> Work to complete
For the data that follows, report how many lines include the string "ridge", and write the number alone.

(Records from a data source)
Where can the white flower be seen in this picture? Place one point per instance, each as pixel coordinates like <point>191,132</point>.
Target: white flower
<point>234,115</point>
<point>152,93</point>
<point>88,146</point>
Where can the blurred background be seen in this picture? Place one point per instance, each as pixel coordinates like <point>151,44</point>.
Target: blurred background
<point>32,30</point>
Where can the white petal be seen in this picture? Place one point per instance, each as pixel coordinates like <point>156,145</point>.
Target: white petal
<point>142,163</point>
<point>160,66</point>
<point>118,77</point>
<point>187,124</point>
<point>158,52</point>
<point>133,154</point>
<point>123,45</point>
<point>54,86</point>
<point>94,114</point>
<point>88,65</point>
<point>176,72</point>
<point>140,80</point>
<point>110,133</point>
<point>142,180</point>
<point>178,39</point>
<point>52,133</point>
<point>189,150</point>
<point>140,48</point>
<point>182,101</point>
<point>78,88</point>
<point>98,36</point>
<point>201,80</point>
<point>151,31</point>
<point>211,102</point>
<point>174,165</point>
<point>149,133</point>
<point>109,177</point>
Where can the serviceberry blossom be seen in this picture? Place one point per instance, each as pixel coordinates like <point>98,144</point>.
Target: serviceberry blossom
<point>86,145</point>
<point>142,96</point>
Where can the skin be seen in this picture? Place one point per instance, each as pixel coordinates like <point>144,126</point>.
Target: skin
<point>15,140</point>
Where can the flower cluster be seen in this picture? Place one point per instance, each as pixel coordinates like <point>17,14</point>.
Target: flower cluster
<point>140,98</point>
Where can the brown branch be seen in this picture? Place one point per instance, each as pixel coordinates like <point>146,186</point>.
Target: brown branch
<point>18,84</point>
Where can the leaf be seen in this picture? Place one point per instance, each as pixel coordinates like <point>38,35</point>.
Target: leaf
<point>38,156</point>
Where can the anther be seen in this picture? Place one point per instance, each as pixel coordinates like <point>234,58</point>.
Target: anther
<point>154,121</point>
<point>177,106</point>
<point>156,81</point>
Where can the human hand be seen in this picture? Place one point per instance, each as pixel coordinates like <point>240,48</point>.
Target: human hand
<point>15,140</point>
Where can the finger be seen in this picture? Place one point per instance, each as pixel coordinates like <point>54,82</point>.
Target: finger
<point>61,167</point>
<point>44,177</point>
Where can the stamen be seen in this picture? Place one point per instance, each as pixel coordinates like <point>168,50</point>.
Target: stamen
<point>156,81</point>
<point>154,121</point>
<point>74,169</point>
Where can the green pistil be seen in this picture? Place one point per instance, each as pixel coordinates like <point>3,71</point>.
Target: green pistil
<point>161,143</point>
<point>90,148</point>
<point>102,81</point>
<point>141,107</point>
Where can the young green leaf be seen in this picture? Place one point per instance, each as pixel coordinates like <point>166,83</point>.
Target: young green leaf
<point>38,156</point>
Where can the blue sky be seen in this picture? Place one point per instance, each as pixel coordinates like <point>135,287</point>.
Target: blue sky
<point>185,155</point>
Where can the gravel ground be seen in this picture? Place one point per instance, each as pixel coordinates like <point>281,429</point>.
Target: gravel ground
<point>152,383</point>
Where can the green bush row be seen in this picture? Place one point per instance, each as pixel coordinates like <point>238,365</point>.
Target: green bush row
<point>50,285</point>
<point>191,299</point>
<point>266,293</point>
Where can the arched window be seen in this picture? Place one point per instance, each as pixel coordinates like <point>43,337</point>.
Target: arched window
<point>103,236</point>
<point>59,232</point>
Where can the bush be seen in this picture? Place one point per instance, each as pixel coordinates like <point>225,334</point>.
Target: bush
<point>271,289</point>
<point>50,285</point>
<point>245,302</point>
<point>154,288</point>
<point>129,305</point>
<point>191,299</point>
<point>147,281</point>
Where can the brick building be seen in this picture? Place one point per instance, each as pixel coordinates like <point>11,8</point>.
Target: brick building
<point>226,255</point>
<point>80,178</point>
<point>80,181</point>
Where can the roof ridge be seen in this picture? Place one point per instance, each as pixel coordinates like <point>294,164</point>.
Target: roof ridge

> Solution for this task
2